DATA TO PROCESS START
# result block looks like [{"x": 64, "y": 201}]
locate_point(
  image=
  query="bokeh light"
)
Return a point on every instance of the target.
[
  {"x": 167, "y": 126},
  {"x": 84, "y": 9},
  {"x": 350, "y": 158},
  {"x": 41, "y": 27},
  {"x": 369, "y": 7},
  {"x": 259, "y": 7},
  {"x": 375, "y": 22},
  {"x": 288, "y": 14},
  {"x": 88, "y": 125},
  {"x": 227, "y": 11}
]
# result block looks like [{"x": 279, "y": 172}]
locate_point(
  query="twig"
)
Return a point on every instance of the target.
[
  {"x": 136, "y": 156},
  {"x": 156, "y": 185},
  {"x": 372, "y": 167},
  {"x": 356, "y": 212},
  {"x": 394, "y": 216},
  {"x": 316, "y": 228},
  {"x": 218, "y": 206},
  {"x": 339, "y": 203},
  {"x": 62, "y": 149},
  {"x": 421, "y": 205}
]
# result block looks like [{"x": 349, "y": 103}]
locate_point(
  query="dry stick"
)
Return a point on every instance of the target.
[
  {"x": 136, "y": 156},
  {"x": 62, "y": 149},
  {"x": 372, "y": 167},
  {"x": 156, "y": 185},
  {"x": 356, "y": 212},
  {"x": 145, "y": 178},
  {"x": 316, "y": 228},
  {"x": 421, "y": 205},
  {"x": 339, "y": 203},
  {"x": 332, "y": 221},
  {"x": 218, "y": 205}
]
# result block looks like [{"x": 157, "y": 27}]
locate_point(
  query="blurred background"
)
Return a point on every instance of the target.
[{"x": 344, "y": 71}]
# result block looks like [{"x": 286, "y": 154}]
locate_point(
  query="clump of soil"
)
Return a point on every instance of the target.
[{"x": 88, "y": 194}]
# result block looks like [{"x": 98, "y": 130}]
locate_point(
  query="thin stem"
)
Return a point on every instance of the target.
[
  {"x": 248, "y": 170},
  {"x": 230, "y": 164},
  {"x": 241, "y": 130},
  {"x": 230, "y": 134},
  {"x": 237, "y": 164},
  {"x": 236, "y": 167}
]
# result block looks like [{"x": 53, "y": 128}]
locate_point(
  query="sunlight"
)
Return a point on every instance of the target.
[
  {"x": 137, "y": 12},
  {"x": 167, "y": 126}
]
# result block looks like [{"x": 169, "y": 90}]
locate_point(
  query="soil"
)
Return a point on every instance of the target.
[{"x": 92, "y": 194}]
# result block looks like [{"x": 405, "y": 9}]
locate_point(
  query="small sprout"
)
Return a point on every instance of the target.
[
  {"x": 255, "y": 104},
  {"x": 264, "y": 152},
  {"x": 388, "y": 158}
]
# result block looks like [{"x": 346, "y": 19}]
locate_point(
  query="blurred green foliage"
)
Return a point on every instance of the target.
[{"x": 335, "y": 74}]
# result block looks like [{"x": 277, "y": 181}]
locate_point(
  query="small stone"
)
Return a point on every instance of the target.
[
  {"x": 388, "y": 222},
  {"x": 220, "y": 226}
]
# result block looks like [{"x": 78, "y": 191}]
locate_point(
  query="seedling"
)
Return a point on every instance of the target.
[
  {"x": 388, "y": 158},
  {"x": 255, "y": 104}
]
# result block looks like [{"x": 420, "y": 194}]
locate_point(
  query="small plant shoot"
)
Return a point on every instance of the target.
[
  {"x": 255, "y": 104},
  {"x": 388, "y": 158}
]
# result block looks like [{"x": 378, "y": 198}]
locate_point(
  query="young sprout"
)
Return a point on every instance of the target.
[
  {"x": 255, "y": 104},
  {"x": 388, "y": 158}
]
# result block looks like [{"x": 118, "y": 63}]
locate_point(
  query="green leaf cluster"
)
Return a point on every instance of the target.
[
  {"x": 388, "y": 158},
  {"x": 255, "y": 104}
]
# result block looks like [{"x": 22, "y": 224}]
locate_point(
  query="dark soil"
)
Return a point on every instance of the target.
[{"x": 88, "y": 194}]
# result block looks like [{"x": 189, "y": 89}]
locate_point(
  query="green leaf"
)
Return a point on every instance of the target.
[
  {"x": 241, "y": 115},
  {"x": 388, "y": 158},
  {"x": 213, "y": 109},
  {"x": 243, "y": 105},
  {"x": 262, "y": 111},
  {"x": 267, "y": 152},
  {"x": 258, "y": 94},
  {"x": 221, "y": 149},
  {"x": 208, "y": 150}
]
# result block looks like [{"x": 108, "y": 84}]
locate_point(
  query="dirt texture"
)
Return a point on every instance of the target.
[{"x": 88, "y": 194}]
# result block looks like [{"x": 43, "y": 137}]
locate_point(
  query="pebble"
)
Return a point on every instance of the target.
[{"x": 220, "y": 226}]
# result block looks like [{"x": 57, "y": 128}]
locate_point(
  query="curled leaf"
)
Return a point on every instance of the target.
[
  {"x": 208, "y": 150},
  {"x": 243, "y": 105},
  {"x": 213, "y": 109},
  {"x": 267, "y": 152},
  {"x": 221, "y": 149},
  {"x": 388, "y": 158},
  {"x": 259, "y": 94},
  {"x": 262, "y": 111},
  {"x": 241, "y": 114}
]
DATA TO PROCESS END
● **WORK INSTRUCTION**:
Go through the listing above and locate each line that holds the word "green". Copy those lines.

● **ANSWER SPACE**:
  query="blurred green foliage"
  query="green leaf cluster"
  query="green leaf"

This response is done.